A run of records
** Start **

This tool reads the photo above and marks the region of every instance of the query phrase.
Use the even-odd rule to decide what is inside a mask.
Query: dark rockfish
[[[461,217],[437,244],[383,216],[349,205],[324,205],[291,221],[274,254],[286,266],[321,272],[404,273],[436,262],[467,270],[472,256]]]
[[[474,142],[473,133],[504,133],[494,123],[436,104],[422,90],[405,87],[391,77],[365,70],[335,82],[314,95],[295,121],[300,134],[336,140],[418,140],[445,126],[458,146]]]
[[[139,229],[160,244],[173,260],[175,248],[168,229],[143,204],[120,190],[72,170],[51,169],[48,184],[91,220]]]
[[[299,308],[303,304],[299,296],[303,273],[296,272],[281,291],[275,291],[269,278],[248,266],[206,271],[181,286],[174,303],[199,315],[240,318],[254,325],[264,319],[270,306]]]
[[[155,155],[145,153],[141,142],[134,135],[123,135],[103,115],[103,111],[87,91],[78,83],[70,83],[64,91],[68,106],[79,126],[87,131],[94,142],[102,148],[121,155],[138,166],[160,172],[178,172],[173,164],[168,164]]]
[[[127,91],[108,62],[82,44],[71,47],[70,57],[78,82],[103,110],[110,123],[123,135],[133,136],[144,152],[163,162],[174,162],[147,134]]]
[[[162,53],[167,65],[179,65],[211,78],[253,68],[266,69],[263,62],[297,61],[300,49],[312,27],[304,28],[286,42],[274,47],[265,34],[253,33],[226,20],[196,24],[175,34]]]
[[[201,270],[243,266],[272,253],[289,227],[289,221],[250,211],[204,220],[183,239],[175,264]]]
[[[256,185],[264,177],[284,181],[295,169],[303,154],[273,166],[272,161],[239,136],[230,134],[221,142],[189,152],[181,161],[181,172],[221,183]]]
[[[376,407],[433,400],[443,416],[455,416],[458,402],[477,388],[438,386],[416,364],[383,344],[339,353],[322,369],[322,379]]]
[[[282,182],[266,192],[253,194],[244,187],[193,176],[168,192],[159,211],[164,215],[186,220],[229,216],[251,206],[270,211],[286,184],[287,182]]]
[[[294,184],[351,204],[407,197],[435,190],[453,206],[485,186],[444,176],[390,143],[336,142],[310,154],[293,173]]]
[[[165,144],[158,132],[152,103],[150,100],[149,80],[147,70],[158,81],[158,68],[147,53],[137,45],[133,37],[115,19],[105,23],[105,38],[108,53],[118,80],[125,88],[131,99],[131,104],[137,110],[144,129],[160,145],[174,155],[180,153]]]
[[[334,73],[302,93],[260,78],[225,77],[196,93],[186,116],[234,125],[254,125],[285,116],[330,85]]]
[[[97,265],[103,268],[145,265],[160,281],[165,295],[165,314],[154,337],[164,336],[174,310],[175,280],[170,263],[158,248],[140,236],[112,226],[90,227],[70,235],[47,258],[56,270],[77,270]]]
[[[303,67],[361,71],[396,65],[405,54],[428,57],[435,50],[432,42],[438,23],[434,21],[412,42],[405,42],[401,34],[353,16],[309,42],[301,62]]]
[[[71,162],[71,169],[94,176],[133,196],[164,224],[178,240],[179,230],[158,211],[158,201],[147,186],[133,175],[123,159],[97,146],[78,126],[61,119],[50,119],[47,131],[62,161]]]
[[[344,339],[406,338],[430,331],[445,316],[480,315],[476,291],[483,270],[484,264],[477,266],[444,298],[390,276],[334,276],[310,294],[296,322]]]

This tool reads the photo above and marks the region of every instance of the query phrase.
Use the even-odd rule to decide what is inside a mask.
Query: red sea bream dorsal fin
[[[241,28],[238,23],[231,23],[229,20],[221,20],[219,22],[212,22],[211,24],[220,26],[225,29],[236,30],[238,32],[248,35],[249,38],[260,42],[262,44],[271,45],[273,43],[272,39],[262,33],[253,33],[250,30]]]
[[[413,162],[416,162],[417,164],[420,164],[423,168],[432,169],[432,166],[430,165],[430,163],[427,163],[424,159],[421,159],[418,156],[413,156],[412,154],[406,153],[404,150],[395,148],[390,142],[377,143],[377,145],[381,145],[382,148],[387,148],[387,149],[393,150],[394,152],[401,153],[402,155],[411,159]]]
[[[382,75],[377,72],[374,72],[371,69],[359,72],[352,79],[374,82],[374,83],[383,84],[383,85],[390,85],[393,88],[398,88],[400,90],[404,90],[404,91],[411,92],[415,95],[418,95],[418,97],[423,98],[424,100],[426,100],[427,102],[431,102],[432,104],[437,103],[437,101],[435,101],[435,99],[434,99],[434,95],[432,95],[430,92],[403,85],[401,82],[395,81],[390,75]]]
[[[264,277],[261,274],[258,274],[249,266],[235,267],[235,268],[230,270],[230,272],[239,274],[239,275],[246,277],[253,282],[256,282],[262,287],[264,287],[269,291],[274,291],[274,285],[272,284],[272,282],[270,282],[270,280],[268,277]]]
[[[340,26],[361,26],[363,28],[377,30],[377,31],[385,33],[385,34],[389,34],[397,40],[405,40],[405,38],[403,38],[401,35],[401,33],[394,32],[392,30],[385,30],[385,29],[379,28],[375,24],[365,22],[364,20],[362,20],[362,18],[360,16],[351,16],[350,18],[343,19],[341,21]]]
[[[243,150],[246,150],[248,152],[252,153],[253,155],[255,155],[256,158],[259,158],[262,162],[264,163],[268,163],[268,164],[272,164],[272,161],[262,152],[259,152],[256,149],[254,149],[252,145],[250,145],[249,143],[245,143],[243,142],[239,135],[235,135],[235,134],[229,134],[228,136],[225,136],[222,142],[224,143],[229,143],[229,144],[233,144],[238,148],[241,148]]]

** End **

◆ Task description: Substitute "nonzero winding rule" for each occurrence of "even-odd rule" throughout the entries above, and reproduce them with everything else unchanged.

◆ Solution to the problem:
This tool reads the photo above and marks the region of every instance of the query phrase.
Use the nonzero winding rule to decide what is inside a mask.
Query: dark rockfish
[[[461,217],[437,244],[383,216],[349,205],[324,205],[291,221],[274,254],[286,266],[321,272],[404,273],[436,262],[467,270],[472,256]]]
[[[474,142],[473,133],[504,133],[494,123],[436,104],[422,90],[405,87],[391,77],[365,70],[335,82],[314,95],[295,121],[300,134],[336,140],[418,140],[445,126],[458,146]]]
[[[139,229],[160,244],[173,260],[175,248],[168,229],[143,204],[120,190],[72,170],[51,169],[48,184],[91,220]]]
[[[299,308],[303,304],[299,296],[303,273],[296,272],[281,291],[275,291],[269,278],[248,266],[206,271],[181,286],[174,303],[199,315],[240,318],[254,325],[264,319],[270,306]]]
[[[155,155],[145,153],[141,142],[134,135],[123,135],[103,115],[103,111],[87,91],[78,83],[70,83],[64,91],[68,106],[79,126],[87,131],[94,142],[102,148],[121,155],[138,166],[160,172],[178,172],[173,164],[168,164]]]
[[[127,91],[108,62],[82,44],[71,47],[70,57],[78,82],[103,110],[110,123],[123,135],[133,136],[144,152],[163,162],[174,162],[147,134]]]
[[[162,53],[167,65],[179,65],[211,78],[253,68],[266,69],[263,62],[297,61],[300,49],[312,27],[304,28],[286,42],[274,47],[265,34],[253,33],[226,20],[196,24],[175,34]]]
[[[201,270],[243,266],[272,253],[289,227],[289,221],[250,211],[204,220],[183,239],[175,264]]]
[[[256,185],[264,177],[284,181],[295,169],[303,154],[273,166],[272,161],[239,136],[230,134],[221,142],[189,152],[181,161],[181,172],[221,183]]]
[[[376,407],[433,400],[443,416],[455,416],[458,402],[477,388],[438,386],[416,364],[383,344],[339,353],[322,369],[322,379]]]
[[[282,182],[266,192],[253,194],[244,187],[193,176],[168,192],[159,211],[164,215],[186,220],[229,216],[251,206],[270,211],[286,184],[287,182]]]
[[[294,184],[351,204],[407,197],[435,190],[453,206],[485,186],[444,176],[390,143],[336,142],[310,154],[293,173]]]
[[[165,144],[158,132],[152,103],[150,100],[149,80],[147,70],[158,81],[158,68],[147,53],[137,45],[133,37],[115,19],[105,23],[105,38],[108,53],[118,80],[125,88],[131,99],[131,104],[137,110],[144,129],[160,145],[174,155],[180,153]]]
[[[334,73],[302,93],[260,78],[225,77],[196,93],[186,116],[234,125],[254,125],[285,116],[330,85]]]
[[[97,265],[103,268],[145,265],[160,281],[165,295],[165,314],[154,337],[164,336],[174,310],[175,280],[170,263],[158,248],[140,236],[112,226],[90,227],[70,235],[47,258],[56,270],[77,270]]]
[[[303,67],[361,71],[396,65],[405,54],[428,57],[435,50],[432,42],[438,23],[434,21],[412,42],[405,42],[401,34],[353,16],[309,42],[301,62]]]
[[[71,162],[71,169],[94,176],[133,196],[164,224],[178,240],[179,230],[158,211],[158,201],[147,186],[133,175],[123,159],[97,146],[78,126],[61,119],[50,119],[47,131],[62,161]]]
[[[344,339],[406,338],[430,331],[445,316],[480,315],[476,291],[483,270],[484,264],[477,266],[444,298],[390,276],[334,276],[310,294],[296,322]]]

This tool reads the photo above and marks the region of every instance of the query phrase.
Use the nonzero winding rule to decide what is inside a mask.
Query: red sea bream dorsal fin
[[[241,28],[238,23],[231,23],[229,20],[221,20],[219,22],[212,22],[211,24],[220,26],[225,29],[236,30],[238,32],[248,35],[249,38],[260,42],[262,44],[271,45],[273,43],[272,39],[262,33],[253,33],[250,30]]]
[[[413,162],[416,162],[417,164],[420,164],[423,168],[432,169],[432,166],[430,165],[430,163],[427,163],[424,159],[421,159],[418,156],[413,156],[412,154],[406,153],[404,150],[395,148],[390,142],[377,143],[377,145],[381,145],[382,148],[387,148],[387,149],[393,150],[394,152],[401,153],[402,155],[411,159]]]
[[[382,75],[377,72],[374,72],[371,69],[359,72],[352,79],[374,82],[374,83],[383,84],[383,85],[390,85],[393,88],[398,88],[400,90],[404,90],[404,91],[411,92],[415,95],[418,95],[418,97],[423,98],[424,100],[426,100],[427,102],[431,102],[432,104],[437,103],[437,101],[435,101],[435,99],[434,99],[434,95],[432,95],[430,92],[403,85],[401,82],[395,81],[390,75]]]
[[[264,277],[261,274],[258,274],[249,266],[235,267],[235,268],[230,270],[230,272],[239,274],[239,275],[246,277],[253,282],[256,282],[262,287],[264,287],[269,291],[274,291],[274,285],[272,284],[272,282],[270,282],[270,280],[268,277]]]
[[[340,26],[361,26],[363,28],[377,30],[377,31],[385,33],[385,34],[389,34],[397,40],[405,40],[405,38],[403,38],[401,35],[401,33],[394,32],[392,30],[385,30],[385,29],[379,28],[375,24],[365,22],[364,20],[362,20],[362,18],[360,16],[351,16],[350,18],[343,19],[341,21]]]
[[[243,150],[246,150],[248,152],[252,153],[253,155],[255,155],[256,158],[259,158],[262,162],[264,163],[268,163],[268,164],[272,164],[272,161],[262,152],[259,152],[256,149],[254,149],[252,145],[250,145],[249,143],[245,143],[243,142],[239,135],[235,135],[235,134],[229,134],[228,136],[225,136],[222,142],[224,143],[229,143],[229,144],[233,144],[238,148],[241,148]]]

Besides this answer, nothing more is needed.